═════ Data provided ═════
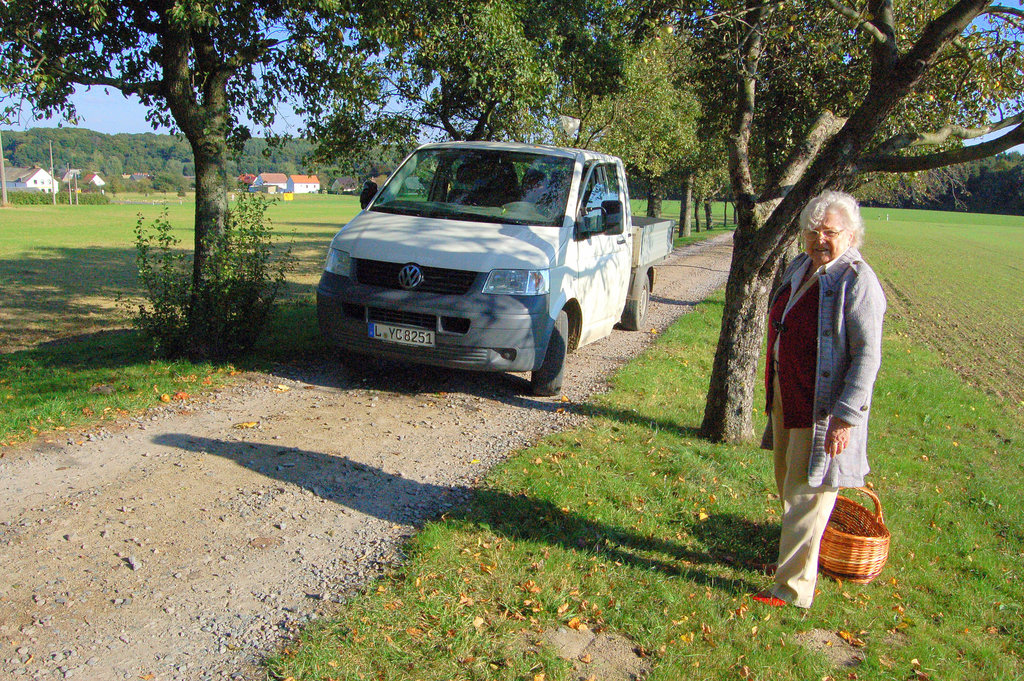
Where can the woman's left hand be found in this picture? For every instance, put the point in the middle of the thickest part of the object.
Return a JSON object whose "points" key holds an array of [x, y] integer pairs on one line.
{"points": [[838, 436]]}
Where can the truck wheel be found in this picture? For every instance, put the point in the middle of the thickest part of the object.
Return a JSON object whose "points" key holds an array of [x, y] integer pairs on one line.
{"points": [[547, 380], [636, 308]]}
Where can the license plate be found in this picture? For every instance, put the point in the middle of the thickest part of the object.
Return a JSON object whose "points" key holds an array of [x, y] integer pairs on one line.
{"points": [[402, 335]]}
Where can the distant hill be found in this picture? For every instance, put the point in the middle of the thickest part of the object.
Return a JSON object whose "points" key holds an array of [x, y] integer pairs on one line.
{"points": [[141, 153]]}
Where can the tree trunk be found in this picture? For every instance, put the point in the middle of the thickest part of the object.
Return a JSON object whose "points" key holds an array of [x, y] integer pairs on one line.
{"points": [[653, 200], [203, 116], [211, 200], [730, 395], [686, 206]]}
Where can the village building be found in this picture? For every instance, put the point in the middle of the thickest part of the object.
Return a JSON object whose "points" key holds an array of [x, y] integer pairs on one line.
{"points": [[269, 183], [29, 179], [343, 184], [303, 183], [93, 179]]}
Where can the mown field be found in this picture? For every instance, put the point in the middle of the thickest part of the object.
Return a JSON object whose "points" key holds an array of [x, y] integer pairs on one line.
{"points": [[61, 270], [61, 267], [958, 282], [634, 525]]}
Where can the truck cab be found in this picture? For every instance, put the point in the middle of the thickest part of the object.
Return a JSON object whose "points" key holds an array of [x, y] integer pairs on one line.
{"points": [[484, 256]]}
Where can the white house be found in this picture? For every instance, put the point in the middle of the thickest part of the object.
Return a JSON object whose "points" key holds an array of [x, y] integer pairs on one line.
{"points": [[303, 183], [29, 179], [269, 183], [344, 184], [93, 179]]}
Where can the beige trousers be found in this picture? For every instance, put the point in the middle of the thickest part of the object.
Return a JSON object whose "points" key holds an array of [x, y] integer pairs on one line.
{"points": [[805, 511]]}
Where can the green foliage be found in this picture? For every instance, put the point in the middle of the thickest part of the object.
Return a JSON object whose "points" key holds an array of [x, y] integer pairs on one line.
{"points": [[634, 525], [224, 313], [476, 70]]}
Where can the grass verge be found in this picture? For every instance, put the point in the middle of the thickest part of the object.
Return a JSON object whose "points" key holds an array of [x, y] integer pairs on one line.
{"points": [[634, 525], [85, 380]]}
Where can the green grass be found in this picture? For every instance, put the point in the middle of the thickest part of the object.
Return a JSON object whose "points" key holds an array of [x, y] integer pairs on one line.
{"points": [[956, 280], [61, 269], [635, 525]]}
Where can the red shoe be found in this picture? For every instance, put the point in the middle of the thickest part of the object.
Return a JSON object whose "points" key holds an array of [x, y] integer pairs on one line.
{"points": [[767, 598], [768, 569]]}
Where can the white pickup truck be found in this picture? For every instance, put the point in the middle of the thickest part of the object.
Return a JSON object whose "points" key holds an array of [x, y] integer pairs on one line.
{"points": [[494, 257]]}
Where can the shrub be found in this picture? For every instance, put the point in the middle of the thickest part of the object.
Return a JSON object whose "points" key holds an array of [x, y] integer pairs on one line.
{"points": [[224, 314]]}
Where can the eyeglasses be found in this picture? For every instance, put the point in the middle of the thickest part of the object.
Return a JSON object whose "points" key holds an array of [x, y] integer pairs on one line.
{"points": [[817, 233]]}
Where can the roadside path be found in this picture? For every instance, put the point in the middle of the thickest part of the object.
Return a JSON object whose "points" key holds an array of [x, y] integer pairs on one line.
{"points": [[189, 542]]}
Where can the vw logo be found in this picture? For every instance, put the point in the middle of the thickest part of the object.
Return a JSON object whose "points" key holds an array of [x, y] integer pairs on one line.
{"points": [[410, 277]]}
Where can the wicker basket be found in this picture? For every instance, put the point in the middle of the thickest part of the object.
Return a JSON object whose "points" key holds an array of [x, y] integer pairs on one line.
═════
Written instruction: Place each line of the records above into a JSON list of strings, one string per line, omitting blank lines. Leave the pictures out of the answer.

Result below:
[
  "Where can the woman's left hand be found in this picture? For every instance, put the point in the middle of the thickest part of the object.",
  "Return a JSON object whose \"points\" key holds an array of [x, y] integer pairs on one line.",
  "{\"points\": [[838, 436]]}",
  "Where can the truck wheel be found in this picture? For every instance, put the point in the middle of the thickest part of the object.",
  "Return a JSON object whose \"points\" key holds an array of [x, y] integer pairs on one line.",
  "{\"points\": [[547, 380], [636, 308]]}",
  "Where can the license plate be found in this picture? For every instance, put the point in the middle of the thickest part of the object.",
  "Return a JSON object whose \"points\" key holds an array of [x, y] integer pairs on one line.",
  "{\"points\": [[402, 335]]}",
  "Where can the distant hill be found in this picture? For every instance, put the point in the middle of the thickest part of the object.",
  "Return a JSON object whose \"points\" key holds an array of [x, y] integer pairs on one line.",
  "{\"points\": [[141, 153]]}",
  "Where can the tree trunk be found in this picture? For every instance, put the point in the middle of the thickest part of the object.",
  "Return a JSON object whose \"points\" key holds an array of [x, y] integer pairs on one line.",
  "{\"points\": [[653, 200], [203, 116], [211, 200], [730, 395], [686, 206]]}",
  "Where can the village building be found in this picture? For every instance, put the point in the middle of the thickest part of the object.",
  "Return a JSON object whose \"points\" key holds an array of [x, y] integer pairs on one line.",
  "{\"points\": [[269, 183], [29, 179], [343, 184], [303, 183], [93, 179]]}",
  "Where can the mown field be found in this picture? For every instance, put the point in the middle of the thickest part of the object.",
  "Return a JSON object whose \"points\" key holds an array of [x, y] integer pairs on one line.",
  "{\"points\": [[61, 270], [61, 267], [958, 282], [634, 525]]}",
  "Where can the truck cab be found in this picture? For every instance, put the point in the middle of the thickest part of the object.",
  "Return a JSON object whose \"points\" key holds an array of [x, y] integer pairs on one line.",
  "{\"points\": [[484, 256]]}",
  "Where can the white house be found in this picture? For every instance, put the point in the middle of the thickest part of the object.",
  "Return a JSON object whose \"points\" key holds an array of [x, y] integer pairs on one line.",
  "{\"points\": [[303, 183], [29, 179], [269, 183], [344, 184], [93, 179]]}",
  "Where can the beige trousers be found in this picture? For every instance, put the point in the middle of the thickest part of the object.",
  "Return a JSON object whose \"points\" key holds an array of [x, y] integer pairs on one line.",
  "{\"points\": [[805, 511]]}",
  "Where can the green foliage be found in this picture? For every instance, put the point in the middle of the thickest part of the object.",
  "Return a JSON object whose \"points\" key holds an array of [x, y] integer pairs on one line.",
  "{\"points\": [[634, 525], [224, 313], [476, 70]]}",
  "Where can the grass verge be found in this picture? For every instance, put the point in the middle of the thickest part of the object.",
  "Return a JSON object whose \"points\" key holds an array of [x, y] integer pairs on one line.",
  "{\"points\": [[634, 525], [85, 380]]}",
  "Where can the green grass be found in this picture? For every instance, put the point in the middle of the thickest part of the object.",
  "Return a JSON object whose \"points\" key holds an array of [x, y] integer pairs on one line.",
  "{\"points\": [[956, 280], [61, 269], [635, 525]]}",
  "Where can the red shoe be found in this picture? For every instance, put the point in the middle of the thickest part of the object.",
  "Return a JSON object whose \"points\" key holds an array of [x, y] integer pairs on one line.",
  "{\"points\": [[767, 598], [768, 569]]}",
  "Where can the white pickup truck be found in this picture? For every instance, put the point in the middle of the thickest part of the object.",
  "Return a JSON object whose \"points\" key holds an array of [x, y] integer pairs on one line.",
  "{\"points\": [[494, 257]]}",
  "Where can the shrub be found in this picture? For every instance, put the point in the middle of the thickest part of the object.",
  "Return a JSON object whose \"points\" key holds an array of [x, y] integer pairs on one line.",
  "{\"points\": [[224, 314]]}",
  "Where can the eyeglasses be found in this picture? For every instance, put the point in the middle of the thickest part of the object.",
  "Return a JSON object whose \"points\" key holds an array of [x, y] integer pairs on one line.",
  "{\"points\": [[817, 233]]}",
  "Where can the roadside path be found in this picture? For every instance, put the point in the middle of the thickest part of the object.",
  "Return a JSON object whose \"points\" key holds an array of [x, y] integer pairs on one line.",
  "{\"points\": [[189, 542]]}",
  "Where can the vw logo be found in this picture? For every instance, put the point in the middle of the thickest part of the object.",
  "Return a JSON object whose \"points\" key holds an array of [x, y] integer pairs on one line.",
  "{\"points\": [[410, 277]]}",
  "Where can the wicker basket be found in this picture? For every instance, put the point in the middle of the thickest part of the object.",
  "Return a JSON object whose \"points\" key holds an array of [x, y] integer pairs on one line."
]